Records from a dataset:
Content starts

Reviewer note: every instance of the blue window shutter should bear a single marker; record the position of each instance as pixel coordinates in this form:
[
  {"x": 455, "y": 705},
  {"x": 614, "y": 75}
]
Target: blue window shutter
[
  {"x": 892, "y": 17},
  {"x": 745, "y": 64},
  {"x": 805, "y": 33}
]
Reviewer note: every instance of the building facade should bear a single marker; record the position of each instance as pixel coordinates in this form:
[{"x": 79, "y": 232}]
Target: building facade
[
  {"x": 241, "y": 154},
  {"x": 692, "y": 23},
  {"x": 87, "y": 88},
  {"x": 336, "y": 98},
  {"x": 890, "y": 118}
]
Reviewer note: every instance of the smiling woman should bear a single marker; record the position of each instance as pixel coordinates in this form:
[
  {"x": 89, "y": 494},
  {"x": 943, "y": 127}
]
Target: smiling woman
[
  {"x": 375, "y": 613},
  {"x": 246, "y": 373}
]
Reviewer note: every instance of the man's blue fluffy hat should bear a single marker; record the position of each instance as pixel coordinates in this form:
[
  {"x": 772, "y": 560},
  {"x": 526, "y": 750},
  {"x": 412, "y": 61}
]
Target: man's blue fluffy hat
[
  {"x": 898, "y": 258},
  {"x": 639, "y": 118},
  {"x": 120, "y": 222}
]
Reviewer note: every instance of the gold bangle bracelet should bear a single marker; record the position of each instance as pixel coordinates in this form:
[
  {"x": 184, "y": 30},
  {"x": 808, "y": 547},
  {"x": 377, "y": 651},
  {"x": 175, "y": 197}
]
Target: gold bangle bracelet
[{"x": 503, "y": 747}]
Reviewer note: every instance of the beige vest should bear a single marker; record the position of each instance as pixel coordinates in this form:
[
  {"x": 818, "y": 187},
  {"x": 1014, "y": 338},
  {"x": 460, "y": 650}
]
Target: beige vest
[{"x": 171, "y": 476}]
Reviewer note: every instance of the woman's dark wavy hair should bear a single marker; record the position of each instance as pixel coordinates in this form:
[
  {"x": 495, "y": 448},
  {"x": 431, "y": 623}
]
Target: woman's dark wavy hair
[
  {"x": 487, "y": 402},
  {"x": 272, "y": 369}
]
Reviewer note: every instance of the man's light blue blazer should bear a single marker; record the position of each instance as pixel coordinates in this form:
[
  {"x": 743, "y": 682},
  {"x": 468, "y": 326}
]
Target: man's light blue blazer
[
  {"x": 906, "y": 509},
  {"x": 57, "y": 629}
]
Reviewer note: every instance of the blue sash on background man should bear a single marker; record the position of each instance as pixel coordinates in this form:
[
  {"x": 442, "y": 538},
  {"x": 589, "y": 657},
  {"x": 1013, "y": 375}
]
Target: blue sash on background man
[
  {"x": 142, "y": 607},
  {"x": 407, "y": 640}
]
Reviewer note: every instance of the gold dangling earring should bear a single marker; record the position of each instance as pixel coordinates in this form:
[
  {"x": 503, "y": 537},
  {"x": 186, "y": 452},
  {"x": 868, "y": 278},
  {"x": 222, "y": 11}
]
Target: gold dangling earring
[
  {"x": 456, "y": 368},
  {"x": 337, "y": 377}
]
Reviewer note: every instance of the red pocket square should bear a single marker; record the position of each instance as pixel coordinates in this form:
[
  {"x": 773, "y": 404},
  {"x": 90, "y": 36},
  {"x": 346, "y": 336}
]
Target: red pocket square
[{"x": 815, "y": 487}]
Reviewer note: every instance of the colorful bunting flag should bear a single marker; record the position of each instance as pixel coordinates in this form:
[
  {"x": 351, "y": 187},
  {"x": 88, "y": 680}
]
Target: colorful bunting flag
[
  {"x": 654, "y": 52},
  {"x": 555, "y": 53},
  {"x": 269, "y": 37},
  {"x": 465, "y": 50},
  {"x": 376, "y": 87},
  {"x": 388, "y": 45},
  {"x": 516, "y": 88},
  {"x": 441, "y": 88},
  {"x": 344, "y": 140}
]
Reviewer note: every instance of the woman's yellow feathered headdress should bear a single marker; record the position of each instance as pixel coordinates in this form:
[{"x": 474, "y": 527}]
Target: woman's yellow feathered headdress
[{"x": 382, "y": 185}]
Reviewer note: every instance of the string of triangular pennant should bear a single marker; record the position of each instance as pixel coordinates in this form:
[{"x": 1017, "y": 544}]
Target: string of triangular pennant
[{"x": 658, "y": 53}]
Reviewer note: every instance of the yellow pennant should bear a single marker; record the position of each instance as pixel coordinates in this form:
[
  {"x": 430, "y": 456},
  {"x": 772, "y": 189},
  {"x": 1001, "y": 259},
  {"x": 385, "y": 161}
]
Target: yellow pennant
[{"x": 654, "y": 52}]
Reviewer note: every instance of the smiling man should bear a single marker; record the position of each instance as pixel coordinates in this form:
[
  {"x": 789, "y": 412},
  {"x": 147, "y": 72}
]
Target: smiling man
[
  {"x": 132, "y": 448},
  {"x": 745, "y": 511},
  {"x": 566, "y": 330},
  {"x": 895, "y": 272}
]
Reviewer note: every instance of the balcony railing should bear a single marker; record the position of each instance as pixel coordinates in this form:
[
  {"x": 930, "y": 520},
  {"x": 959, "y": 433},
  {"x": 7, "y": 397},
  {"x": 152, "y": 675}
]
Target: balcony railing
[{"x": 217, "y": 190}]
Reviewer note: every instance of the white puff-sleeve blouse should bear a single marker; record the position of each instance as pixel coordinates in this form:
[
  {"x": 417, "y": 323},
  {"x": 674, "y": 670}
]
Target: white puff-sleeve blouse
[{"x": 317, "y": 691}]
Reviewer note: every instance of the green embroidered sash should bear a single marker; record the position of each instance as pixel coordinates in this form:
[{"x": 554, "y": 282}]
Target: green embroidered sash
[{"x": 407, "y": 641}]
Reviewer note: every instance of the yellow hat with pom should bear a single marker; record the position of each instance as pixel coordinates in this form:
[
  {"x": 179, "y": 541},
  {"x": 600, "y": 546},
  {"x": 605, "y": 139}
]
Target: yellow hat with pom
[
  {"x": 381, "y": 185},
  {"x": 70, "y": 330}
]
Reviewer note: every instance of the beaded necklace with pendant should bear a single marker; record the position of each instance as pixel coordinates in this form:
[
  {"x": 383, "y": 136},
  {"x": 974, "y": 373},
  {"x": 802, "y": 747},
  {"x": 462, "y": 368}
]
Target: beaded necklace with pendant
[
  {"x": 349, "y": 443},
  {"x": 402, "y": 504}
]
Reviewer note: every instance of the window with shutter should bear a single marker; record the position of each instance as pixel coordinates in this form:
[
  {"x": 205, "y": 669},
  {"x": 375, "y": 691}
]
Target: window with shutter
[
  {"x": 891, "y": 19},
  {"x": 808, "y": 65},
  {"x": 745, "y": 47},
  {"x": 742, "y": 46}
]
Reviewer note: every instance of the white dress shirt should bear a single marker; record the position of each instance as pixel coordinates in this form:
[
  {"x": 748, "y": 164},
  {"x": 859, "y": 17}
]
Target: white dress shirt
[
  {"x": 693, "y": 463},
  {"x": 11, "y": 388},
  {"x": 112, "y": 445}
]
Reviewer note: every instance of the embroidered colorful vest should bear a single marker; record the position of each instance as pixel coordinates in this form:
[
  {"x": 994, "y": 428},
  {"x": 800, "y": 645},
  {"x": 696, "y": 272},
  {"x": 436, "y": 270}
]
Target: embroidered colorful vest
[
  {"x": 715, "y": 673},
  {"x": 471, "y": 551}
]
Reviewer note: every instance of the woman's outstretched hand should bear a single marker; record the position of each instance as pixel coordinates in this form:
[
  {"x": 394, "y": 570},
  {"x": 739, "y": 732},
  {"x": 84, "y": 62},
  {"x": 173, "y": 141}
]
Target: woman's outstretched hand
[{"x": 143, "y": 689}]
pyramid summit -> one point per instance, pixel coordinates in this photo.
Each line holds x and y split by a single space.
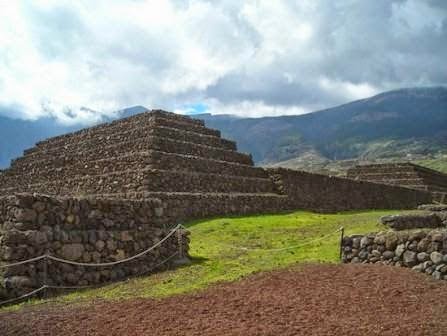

Content ends

## Problem
Repeat every line above exactly, minus the pictures.

## Problem solution
Reviewer note: every instance of the blue window shutter should bear a single marker; record the position of each instance as pixel coordinates in this form:
[
  {"x": 455, "y": 705},
  {"x": 614, "y": 75}
]
Target: blue window shutter
[
  {"x": 892, "y": 17},
  {"x": 745, "y": 64},
  {"x": 805, "y": 33}
]
Reviewer note: every instance of the building facade should bear a single marker; record the position of each instance as pixel coordinates in this form:
[{"x": 79, "y": 232}]
Target: building facade
[
  {"x": 241, "y": 154},
  {"x": 692, "y": 23},
  {"x": 87, "y": 88},
  {"x": 336, "y": 98},
  {"x": 890, "y": 118}
]
Reviewer note: every instance of the smiling woman should bear a single marker; record the position of each instance as pixel coordinates in this form:
[
  {"x": 89, "y": 494},
  {"x": 943, "y": 127}
]
Target: smiling woman
[
  {"x": 375, "y": 613},
  {"x": 246, "y": 373}
]
Reviewer note: every instance of the man's blue fluffy hat should bear a single marker; record the position of each instance as pixel coordinates in this form:
[
  {"x": 772, "y": 560},
  {"x": 526, "y": 750},
  {"x": 412, "y": 61}
]
Target: man's blue fluffy hat
[
  {"x": 898, "y": 258},
  {"x": 639, "y": 118},
  {"x": 120, "y": 222}
]
Reviewer note: every instance of the gold bangle bracelet should bear a single marker; record the position of each instance as pixel coordinates in this form:
[
  {"x": 184, "y": 30},
  {"x": 808, "y": 547},
  {"x": 377, "y": 651},
  {"x": 175, "y": 197}
]
Target: gold bangle bracelet
[{"x": 503, "y": 747}]
Reviewer note: every instance of the beige vest should bear a single marker; record the position of each instance as pixel coordinates in this form:
[
  {"x": 818, "y": 187},
  {"x": 1014, "y": 338},
  {"x": 460, "y": 650}
]
Target: beige vest
[{"x": 171, "y": 476}]
Reviewer note: every instance of the woman's dark wavy hair should bear a single marker; record the position of each instance as pixel coordinates in this form:
[
  {"x": 495, "y": 448},
  {"x": 431, "y": 623}
]
Target: woman's dark wavy hair
[
  {"x": 487, "y": 402},
  {"x": 272, "y": 369}
]
Reviewer note: every instance of the man's light blue blazer should bear a single marker; record the position of each instance as pixel coordinates in this form:
[
  {"x": 743, "y": 682},
  {"x": 468, "y": 326}
]
Target: man's light blue blazer
[
  {"x": 906, "y": 509},
  {"x": 57, "y": 629}
]
Reviewer note: every instance of the blue sash on background man should bear a single marker; record the position of each instance as pixel coordinates in this form:
[
  {"x": 442, "y": 538},
  {"x": 589, "y": 657},
  {"x": 1013, "y": 375}
]
Target: blue sash on background man
[
  {"x": 142, "y": 607},
  {"x": 407, "y": 640}
]
Reviewer note: every instance of the gold dangling earring should bear a single marker; record the position of each instance as pixel coordinates in this form:
[
  {"x": 503, "y": 537},
  {"x": 186, "y": 452},
  {"x": 868, "y": 278},
  {"x": 222, "y": 11}
]
Target: gold dangling earring
[
  {"x": 456, "y": 368},
  {"x": 337, "y": 377}
]
Reviewer note: every instance of the red pocket square should bear a single marker; record the position of each instance as pixel coordinates in this form:
[
  {"x": 773, "y": 404},
  {"x": 90, "y": 36},
  {"x": 346, "y": 336}
]
Target: red pocket square
[{"x": 815, "y": 487}]
Reviewer note: every instance of the colorful bunting flag should bear a single marker; record the position of each instance as pixel coordinates in this form:
[
  {"x": 351, "y": 187},
  {"x": 88, "y": 680}
]
Target: colorful bunting flag
[
  {"x": 654, "y": 52},
  {"x": 555, "y": 53},
  {"x": 269, "y": 37},
  {"x": 465, "y": 50},
  {"x": 376, "y": 87},
  {"x": 388, "y": 45},
  {"x": 516, "y": 88},
  {"x": 441, "y": 88},
  {"x": 344, "y": 140}
]
Reviewer note: every instance of the woman's yellow feathered headdress should bear a single marker; record the position of each instance as pixel coordinates in this form:
[{"x": 474, "y": 527}]
Target: woman's yellow feathered headdress
[{"x": 382, "y": 185}]
Reviewer note: every instance of the string of triangular pennant should bear a single marker; record the position of each instance as pixel coordinates in this form:
[{"x": 1017, "y": 544}]
Target: string of triangular pennant
[{"x": 658, "y": 53}]
Reviewer note: every instance of the yellow pennant should bear a single marker; record the position of each instance as pixel coordinates in this form:
[
  {"x": 430, "y": 456},
  {"x": 772, "y": 189},
  {"x": 1001, "y": 259},
  {"x": 385, "y": 161}
]
Target: yellow pennant
[{"x": 654, "y": 52}]
Reviewer note: every instance of the smiling man should bear a single marker; record the position of each instance as pixel coordinates in this form:
[
  {"x": 789, "y": 412},
  {"x": 147, "y": 72}
]
Target: smiling man
[
  {"x": 132, "y": 448},
  {"x": 745, "y": 511},
  {"x": 566, "y": 330},
  {"x": 895, "y": 272}
]
Reviewer note: every instance of the balcony railing should bear a single marker; record the position of each instance as pixel coordinates in this form:
[
  {"x": 930, "y": 520},
  {"x": 959, "y": 433},
  {"x": 7, "y": 397},
  {"x": 152, "y": 675}
]
Target: balcony railing
[{"x": 217, "y": 190}]
Reviewer note: every instance of the white puff-sleeve blouse should bear a single marker; record the position of each instance as pixel coordinates in this form:
[
  {"x": 417, "y": 323},
  {"x": 674, "y": 670}
]
Target: white puff-sleeve blouse
[{"x": 317, "y": 691}]
Reviewer note: every instance of the green embroidered sash should bear a single marker; record the position of each instance as pixel coordinates in this form:
[{"x": 554, "y": 282}]
Target: green embroidered sash
[{"x": 407, "y": 641}]
Reviewer note: every instance of the yellow hat with pom should bear a single marker; record the position of each instance as pixel coordinates in this form:
[
  {"x": 179, "y": 541},
  {"x": 600, "y": 546},
  {"x": 605, "y": 139}
]
Target: yellow hat with pom
[
  {"x": 381, "y": 185},
  {"x": 70, "y": 330}
]
Reviewer note: every instance of the beaded necklace with pendant should bear a single marker; record the position of each instance as pixel coordinates in this form:
[
  {"x": 383, "y": 136},
  {"x": 974, "y": 373},
  {"x": 802, "y": 747},
  {"x": 462, "y": 368}
]
Target: beaded necklace with pendant
[
  {"x": 349, "y": 443},
  {"x": 402, "y": 504}
]
Reviewer note: every instance of the window with shutter should bear a single marker; record the position of each instance as pixel coordinates in this form:
[
  {"x": 205, "y": 669},
  {"x": 375, "y": 691}
]
Target: window with shutter
[
  {"x": 891, "y": 19},
  {"x": 808, "y": 65},
  {"x": 745, "y": 47},
  {"x": 742, "y": 46}
]
Reviewer note: every instance of the white dress shirt should bear a single marker; record the position of each instance as pixel coordinates in this form:
[
  {"x": 748, "y": 164},
  {"x": 859, "y": 17}
]
Target: white dress shirt
[
  {"x": 693, "y": 463},
  {"x": 11, "y": 388},
  {"x": 112, "y": 445}
]
Reviewer note: every instance of the embroidered colorful vest should bear a single marker; record the position of each instance as pixel coordinates in this form:
[
  {"x": 994, "y": 428},
  {"x": 800, "y": 645},
  {"x": 696, "y": 272},
  {"x": 436, "y": 270}
]
Target: embroidered colorful vest
[
  {"x": 715, "y": 673},
  {"x": 471, "y": 551}
]
Reviewer note: every instance of the woman's outstretched hand should bear a single marker; record the position of each instance as pixel coordinates in this form:
[
  {"x": 394, "y": 570},
  {"x": 739, "y": 732},
  {"x": 84, "y": 62},
  {"x": 173, "y": 141}
]
Target: woman's outstretched hand
[{"x": 143, "y": 689}]
pyramid summit -> one point per instance, pixel coordinates in this photo.
Each line holds x and y split by a single space.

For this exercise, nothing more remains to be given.